- **THE REQUEST**
How many lines in the records below contain the word "every"? Reply with the number alone.
>>>
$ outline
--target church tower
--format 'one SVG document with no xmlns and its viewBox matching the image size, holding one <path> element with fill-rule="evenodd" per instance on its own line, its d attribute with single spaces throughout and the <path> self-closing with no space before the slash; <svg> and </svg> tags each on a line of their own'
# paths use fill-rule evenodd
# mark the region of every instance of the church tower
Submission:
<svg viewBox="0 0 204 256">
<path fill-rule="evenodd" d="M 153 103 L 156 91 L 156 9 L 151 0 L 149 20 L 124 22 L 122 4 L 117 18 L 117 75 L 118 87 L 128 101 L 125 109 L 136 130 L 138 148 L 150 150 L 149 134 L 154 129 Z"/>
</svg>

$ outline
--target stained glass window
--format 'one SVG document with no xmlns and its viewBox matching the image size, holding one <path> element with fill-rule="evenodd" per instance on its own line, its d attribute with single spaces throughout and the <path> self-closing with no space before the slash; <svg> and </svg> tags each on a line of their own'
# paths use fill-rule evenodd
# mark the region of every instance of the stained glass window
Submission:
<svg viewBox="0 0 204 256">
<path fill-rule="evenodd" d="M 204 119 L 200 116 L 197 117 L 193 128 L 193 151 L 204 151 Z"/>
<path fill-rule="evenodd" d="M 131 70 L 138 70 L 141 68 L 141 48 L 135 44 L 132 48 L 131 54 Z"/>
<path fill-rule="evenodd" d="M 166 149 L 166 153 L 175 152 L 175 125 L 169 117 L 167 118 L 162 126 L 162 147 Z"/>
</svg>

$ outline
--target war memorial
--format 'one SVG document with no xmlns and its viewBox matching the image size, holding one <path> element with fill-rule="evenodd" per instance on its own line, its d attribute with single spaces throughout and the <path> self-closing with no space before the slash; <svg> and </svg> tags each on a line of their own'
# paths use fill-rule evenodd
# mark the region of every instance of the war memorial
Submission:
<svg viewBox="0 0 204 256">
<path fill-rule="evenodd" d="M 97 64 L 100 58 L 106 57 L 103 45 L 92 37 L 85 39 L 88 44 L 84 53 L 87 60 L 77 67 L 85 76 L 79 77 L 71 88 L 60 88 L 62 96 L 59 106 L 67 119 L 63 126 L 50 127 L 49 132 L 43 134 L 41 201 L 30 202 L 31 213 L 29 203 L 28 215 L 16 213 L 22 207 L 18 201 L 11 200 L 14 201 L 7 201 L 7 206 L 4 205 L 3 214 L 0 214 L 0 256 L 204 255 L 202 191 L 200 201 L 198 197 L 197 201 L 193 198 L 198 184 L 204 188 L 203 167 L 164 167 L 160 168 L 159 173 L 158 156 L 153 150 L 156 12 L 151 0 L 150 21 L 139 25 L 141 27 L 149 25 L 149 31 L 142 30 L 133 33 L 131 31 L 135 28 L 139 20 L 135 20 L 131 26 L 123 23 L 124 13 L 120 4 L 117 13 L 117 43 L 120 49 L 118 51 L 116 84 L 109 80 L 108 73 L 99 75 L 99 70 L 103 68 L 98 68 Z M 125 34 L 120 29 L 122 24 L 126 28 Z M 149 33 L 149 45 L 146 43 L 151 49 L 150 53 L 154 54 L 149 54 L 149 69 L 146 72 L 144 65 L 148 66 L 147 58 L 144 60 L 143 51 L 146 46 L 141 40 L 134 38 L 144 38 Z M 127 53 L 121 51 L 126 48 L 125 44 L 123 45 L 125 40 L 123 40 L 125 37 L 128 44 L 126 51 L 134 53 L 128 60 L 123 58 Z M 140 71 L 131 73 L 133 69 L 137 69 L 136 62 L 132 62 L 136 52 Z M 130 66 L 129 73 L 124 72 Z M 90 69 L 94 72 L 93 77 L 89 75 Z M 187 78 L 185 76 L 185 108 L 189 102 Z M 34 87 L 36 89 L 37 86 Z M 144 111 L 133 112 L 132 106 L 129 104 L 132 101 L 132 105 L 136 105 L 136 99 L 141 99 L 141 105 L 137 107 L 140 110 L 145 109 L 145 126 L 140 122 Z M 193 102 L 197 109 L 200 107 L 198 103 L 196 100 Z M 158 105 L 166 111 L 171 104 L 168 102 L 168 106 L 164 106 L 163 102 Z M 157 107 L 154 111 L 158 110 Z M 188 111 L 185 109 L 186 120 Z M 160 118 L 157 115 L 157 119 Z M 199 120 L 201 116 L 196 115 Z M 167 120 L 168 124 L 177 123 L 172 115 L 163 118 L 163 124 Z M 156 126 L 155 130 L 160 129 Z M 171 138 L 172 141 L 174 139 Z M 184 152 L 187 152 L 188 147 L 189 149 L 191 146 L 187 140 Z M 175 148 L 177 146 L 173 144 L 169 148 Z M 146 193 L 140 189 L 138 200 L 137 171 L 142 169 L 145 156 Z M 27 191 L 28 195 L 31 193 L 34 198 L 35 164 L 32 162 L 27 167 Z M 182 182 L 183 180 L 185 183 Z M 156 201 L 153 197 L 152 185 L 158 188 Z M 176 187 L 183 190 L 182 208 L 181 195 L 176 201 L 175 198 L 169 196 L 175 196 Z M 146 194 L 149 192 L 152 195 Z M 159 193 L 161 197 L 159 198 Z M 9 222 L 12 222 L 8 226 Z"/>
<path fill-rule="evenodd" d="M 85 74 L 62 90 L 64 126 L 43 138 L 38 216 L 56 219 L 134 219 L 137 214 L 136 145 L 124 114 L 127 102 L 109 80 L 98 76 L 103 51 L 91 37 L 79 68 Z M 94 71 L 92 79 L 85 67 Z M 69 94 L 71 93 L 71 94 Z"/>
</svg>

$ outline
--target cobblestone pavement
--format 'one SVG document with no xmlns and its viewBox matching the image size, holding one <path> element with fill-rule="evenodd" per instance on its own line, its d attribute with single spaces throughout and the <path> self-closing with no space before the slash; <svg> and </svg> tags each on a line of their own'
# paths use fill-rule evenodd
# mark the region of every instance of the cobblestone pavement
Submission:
<<<
- **PROBLEM SOLUTION**
4